TASK DESCRIPTION: Continue the interview passage on scaling and improving the MLOps workflow, picking up right after its last sentence.

EXCERPTED PASSAGE:
Most of what we do is either recommendation or search, and so that kind of use case is not the usual one that the people mention when they do the monitoring. Maybe they mention the loan prediction problem or NLP, but most of our company actually does information retrieval. So it deals with pseudo feedback, and it has a different constraint than most of these.

When we have an answer, we’ll probably publish a blog post or another open-source repo to tell you what we think. But for now, the monitoring space is a very work-in-progress area also for us.

Scaling and improving the MLOps workflow

Stephen: If you’re starting our reasonable scale, MLOps, within that thin slides and then start doing things on top of that. How do you determine when something should just be a bash script that you automate over something very complex picked off the shelf, a SaaS platform?

Jacopo: For me, very pragmatically, everything that works is fine. The guy used to say perfection is achieved not when there is nothing more to add but when there is nothing less to take away. The fewer moving pieces you will have, the more robust your system will be. That’s for sure. There’s no need to get an entirely new piece of infrastructure if you can just run three lines of Python to solve your problem.

I typically find that if you get the functional component of your work right, let’s say, data, cleaning, training, tracking, deployment, etc. If you get them right inside of these boxes, some of these things may be super easy at first, maybe a small script, three lines of patterns, whatever, but it leaves you an opportunity to grow in the future when these three lines of Python won’t do anymore.

Start with the bash script or whatever you do for one use case, but always put that script or that line of Python into a pipeline that grows. People are not slowed down typically by what’s in a box, people are slowed down by how the boxes are connected together. That’s why I’m saying the first, figure out how the boxes are connected, and then go into each of these boxes (if you want, if you need) to make them better.

DATA PROVIDED:
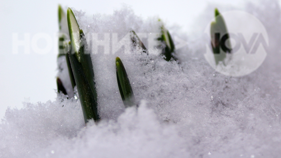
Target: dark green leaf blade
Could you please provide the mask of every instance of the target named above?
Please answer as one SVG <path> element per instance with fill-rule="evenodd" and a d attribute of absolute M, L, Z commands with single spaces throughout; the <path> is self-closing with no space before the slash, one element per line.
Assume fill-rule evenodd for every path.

OUTPUT FOR THIS TASK:
Stephen: I also have a question about scaling your stack. For example, if I have a use case where I’ve built one vision model, and I’m serving maybe a couple of handful of requests a day. But I know for sure that the models are going to scale definitely. I’m going to be building models to solve different problems, like 20 models in one year. Those probably will be serving millions of requests.

How do I think about going from zero to a reasonable scale and not breaking things along the way? Not breaking my bash scripts or stuff like that, that I’ve built?

Jacopo: If your concern here is future scalability, meaning that we’re starting with a small dataset, small feedback, small serving, and we can increase that over time. This is an important point, the increase may not be uniform.

Maybe the training data stay pretty much the same, but now you’re serving a billion users because your model is way more successful.
Or maybe everything is scaled up.
Maybe it’s information retrieval, so what you’re actually ingesting is feedback data, and so also your training data is going to go up because you’re serving is being successful.

Maybe it’s slightly correlated, but it also may be completely independent. So it’s important that your pipeline is able to sustain this independent scaling.

A Snowflake solution will give you that out-of-the-box for data ingestion and preparation. It will work with 100 gigabytes of data with 100 terabytes. The only thing that’s going to change is your bill, but your code is going to run exactly as it is with no changes.
On the training side, what you will need to do, let’s say you’re using Metaflow AWS batch, you can automatically scale it up to a certain point just in code. For example, if first you were using one GPU, now you can use four, and it’s a negligible change to your code as you progress. Everything else stays the same.
Now we get to the deployment part.
- Let’s say at day zero, you can even do SageMaker serverless. I haven’t tried it yet. I know that it’s been held for two months or something, but now there’s a SageMaker option, which is just paid for inference. You don’t even pay when it is not queried. For the first model, as you said, it’s a couple of requests per day. So it may be a super cheap solution for you. It’s going to basically be free for your first month.
- Then when it gets better, maybe you can go into the standard SageMaker with auto-scaling. It’s going to be probably two lines of code of difference in your pipeline.
- And when you’re really at scale, then SageMaker is going to cost a lot and then you probably have to go into other deployment options out there. But this is an easy way in which you build something that on day one works and on day 365 is going to work literally 98% the same.

The “buy vs build & maintain” dilemma

Stephen: Looking at small teams, for example, one thing that’s very crucial is an ongoing or everlasting argument in the software industry: the build versus buy versus open-source.

How do you think about that in the context of reasonable scale stacks?

Jacopo: For us, it boils down to infrastructure being always bought (I think maybe because I personally really suck at infrastructure). Anything that needs maintenance for me is always a buy at the end of the day. Even maintenance in a derived setup.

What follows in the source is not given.